--- Written task ---
Send back the entries below exactly as they appear.

--- Contour annotation records ---
— start —
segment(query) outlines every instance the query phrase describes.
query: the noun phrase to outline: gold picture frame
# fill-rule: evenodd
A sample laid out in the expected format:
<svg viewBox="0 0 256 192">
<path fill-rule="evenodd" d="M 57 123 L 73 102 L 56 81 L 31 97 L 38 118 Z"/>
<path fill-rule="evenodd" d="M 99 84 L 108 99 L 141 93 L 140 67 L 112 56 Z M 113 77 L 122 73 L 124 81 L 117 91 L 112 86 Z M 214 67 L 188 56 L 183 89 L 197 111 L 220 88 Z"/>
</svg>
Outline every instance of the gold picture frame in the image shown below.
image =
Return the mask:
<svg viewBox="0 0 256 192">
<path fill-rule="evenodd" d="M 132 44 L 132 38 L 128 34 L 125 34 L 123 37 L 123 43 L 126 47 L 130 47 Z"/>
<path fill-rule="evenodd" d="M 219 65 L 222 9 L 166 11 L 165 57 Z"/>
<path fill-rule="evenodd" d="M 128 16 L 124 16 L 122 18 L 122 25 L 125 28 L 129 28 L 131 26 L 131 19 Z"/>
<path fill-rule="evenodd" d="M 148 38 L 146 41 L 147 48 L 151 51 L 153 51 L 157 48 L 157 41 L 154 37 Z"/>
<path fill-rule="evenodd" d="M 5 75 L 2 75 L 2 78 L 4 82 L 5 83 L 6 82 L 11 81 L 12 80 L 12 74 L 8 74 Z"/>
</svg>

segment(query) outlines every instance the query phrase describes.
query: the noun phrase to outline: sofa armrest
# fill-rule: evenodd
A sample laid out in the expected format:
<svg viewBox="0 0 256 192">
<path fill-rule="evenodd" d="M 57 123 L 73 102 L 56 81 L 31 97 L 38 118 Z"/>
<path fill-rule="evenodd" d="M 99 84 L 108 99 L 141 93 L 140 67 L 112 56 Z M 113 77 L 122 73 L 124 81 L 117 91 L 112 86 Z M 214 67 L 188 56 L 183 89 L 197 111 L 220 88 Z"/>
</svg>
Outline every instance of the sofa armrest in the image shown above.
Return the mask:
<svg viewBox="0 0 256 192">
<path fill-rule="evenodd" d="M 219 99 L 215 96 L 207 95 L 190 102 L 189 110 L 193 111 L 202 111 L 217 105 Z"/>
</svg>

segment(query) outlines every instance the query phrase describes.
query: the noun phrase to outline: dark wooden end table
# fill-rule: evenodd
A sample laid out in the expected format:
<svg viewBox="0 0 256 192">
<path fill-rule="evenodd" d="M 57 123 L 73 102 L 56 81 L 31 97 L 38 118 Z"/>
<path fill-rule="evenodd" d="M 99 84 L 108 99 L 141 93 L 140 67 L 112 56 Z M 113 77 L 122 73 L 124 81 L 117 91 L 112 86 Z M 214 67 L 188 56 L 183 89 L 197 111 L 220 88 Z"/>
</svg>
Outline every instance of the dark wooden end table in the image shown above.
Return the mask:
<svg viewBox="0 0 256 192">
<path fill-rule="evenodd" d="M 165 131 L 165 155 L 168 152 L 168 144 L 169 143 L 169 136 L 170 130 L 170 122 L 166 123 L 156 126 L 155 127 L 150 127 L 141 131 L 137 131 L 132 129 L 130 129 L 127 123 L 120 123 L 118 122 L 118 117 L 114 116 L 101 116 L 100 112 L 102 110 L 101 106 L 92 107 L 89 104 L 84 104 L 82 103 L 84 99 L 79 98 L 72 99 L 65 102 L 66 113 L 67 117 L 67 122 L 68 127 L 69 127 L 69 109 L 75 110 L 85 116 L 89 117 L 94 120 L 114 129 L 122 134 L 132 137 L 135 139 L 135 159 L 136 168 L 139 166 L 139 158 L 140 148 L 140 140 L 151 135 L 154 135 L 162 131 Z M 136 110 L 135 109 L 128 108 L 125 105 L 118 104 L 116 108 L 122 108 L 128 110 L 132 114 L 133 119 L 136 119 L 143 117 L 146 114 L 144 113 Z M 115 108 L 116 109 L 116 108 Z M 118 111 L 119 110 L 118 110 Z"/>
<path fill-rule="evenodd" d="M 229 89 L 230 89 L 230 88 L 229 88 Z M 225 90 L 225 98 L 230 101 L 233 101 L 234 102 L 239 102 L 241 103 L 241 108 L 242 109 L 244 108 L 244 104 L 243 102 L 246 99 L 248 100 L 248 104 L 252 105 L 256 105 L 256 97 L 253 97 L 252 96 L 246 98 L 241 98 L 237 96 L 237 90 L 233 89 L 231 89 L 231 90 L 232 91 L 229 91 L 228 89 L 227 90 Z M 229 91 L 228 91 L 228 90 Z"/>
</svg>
— end —
--- Reply to the exercise ---
segment(query) outlines every instance the query phrase describes.
query: the noun phrase to outline: gold picture frame
# fill-rule: evenodd
A sample laid out in the expected format:
<svg viewBox="0 0 256 192">
<path fill-rule="evenodd" d="M 57 123 L 73 102 L 56 81 L 31 97 L 38 118 Z"/>
<path fill-rule="evenodd" d="M 99 84 L 108 99 L 141 93 L 140 67 L 112 56 Z M 113 77 L 122 73 L 124 81 L 117 91 L 112 86 Z M 214 67 L 188 56 L 183 89 L 197 111 L 220 88 Z"/>
</svg>
Outline every instance of the gold picture frame in the image shown below.
image =
Return the mask:
<svg viewBox="0 0 256 192">
<path fill-rule="evenodd" d="M 132 44 L 132 38 L 128 34 L 125 34 L 123 37 L 123 43 L 126 47 L 130 47 Z"/>
<path fill-rule="evenodd" d="M 219 65 L 222 9 L 166 11 L 165 57 Z"/>
<path fill-rule="evenodd" d="M 128 16 L 124 16 L 122 18 L 122 25 L 125 28 L 129 28 L 131 26 L 131 19 Z"/>
<path fill-rule="evenodd" d="M 148 38 L 146 41 L 147 48 L 151 51 L 153 51 L 157 48 L 157 41 L 154 37 Z"/>
<path fill-rule="evenodd" d="M 5 75 L 2 75 L 2 78 L 4 82 L 5 83 L 6 82 L 11 81 L 12 80 L 12 74 L 8 74 Z"/>
</svg>

segment(query) outlines every instance the query phrase describes.
query: the noun phrase to outline: sofa armrest
# fill-rule: evenodd
A sample laid out in the expected format:
<svg viewBox="0 0 256 192">
<path fill-rule="evenodd" d="M 57 123 L 73 102 L 56 81 L 31 97 L 38 118 Z"/>
<path fill-rule="evenodd" d="M 99 84 L 108 99 L 141 93 L 140 67 L 112 56 Z M 113 77 L 122 73 L 124 81 L 117 91 L 112 86 Z M 214 67 L 188 56 L 183 89 L 197 111 L 220 88 Z"/>
</svg>
Outline every instance of the sofa armrest in the image shown above.
Return the mask:
<svg viewBox="0 0 256 192">
<path fill-rule="evenodd" d="M 219 99 L 215 96 L 207 95 L 190 102 L 189 110 L 193 111 L 202 111 L 217 105 Z"/>
</svg>

segment(query) outlines every instance the query phrase describes.
query: the noun phrase to outline: dark wooden end table
# fill-rule: evenodd
A sample laid out in the expected format:
<svg viewBox="0 0 256 192">
<path fill-rule="evenodd" d="M 57 123 L 73 102 L 56 81 L 31 97 L 38 118 Z"/>
<path fill-rule="evenodd" d="M 99 84 L 108 99 L 141 93 L 140 67 L 112 56 Z M 113 77 L 122 73 L 124 81 L 117 91 L 112 86 Z M 214 67 L 188 56 L 183 89 L 197 111 L 220 88 Z"/>
</svg>
Outline every instance of the dark wooden end table in the image shown above.
Return the mask:
<svg viewBox="0 0 256 192">
<path fill-rule="evenodd" d="M 165 131 L 165 155 L 168 152 L 168 144 L 169 143 L 169 136 L 170 130 L 170 122 L 166 123 L 156 126 L 155 127 L 150 127 L 141 131 L 137 131 L 132 129 L 130 129 L 127 123 L 120 123 L 118 122 L 118 117 L 114 116 L 101 116 L 100 112 L 102 110 L 101 106 L 92 107 L 89 104 L 84 104 L 82 103 L 84 99 L 79 98 L 72 99 L 65 102 L 66 113 L 67 117 L 67 122 L 68 127 L 69 127 L 69 109 L 75 110 L 85 116 L 89 117 L 94 120 L 114 129 L 122 134 L 132 137 L 135 139 L 135 159 L 136 168 L 139 166 L 139 158 L 140 148 L 140 140 L 151 135 L 154 135 L 162 131 Z M 136 110 L 135 109 L 128 108 L 125 105 L 118 104 L 116 108 L 122 108 L 128 110 L 132 114 L 133 119 L 136 119 L 143 117 L 146 114 L 144 113 Z M 115 108 L 116 109 L 116 108 Z M 118 111 L 119 110 L 118 110 Z"/>
<path fill-rule="evenodd" d="M 229 89 L 230 89 L 230 88 L 229 88 Z M 225 90 L 225 98 L 230 101 L 233 101 L 234 102 L 239 102 L 241 103 L 241 108 L 242 109 L 244 108 L 244 104 L 243 102 L 246 99 L 248 100 L 248 104 L 252 105 L 256 105 L 256 97 L 253 97 L 252 96 L 246 98 L 241 98 L 237 96 L 237 90 L 233 89 L 231 89 L 231 90 L 232 91 L 229 91 L 228 89 L 227 90 Z M 229 91 L 228 91 L 228 90 Z"/>
</svg>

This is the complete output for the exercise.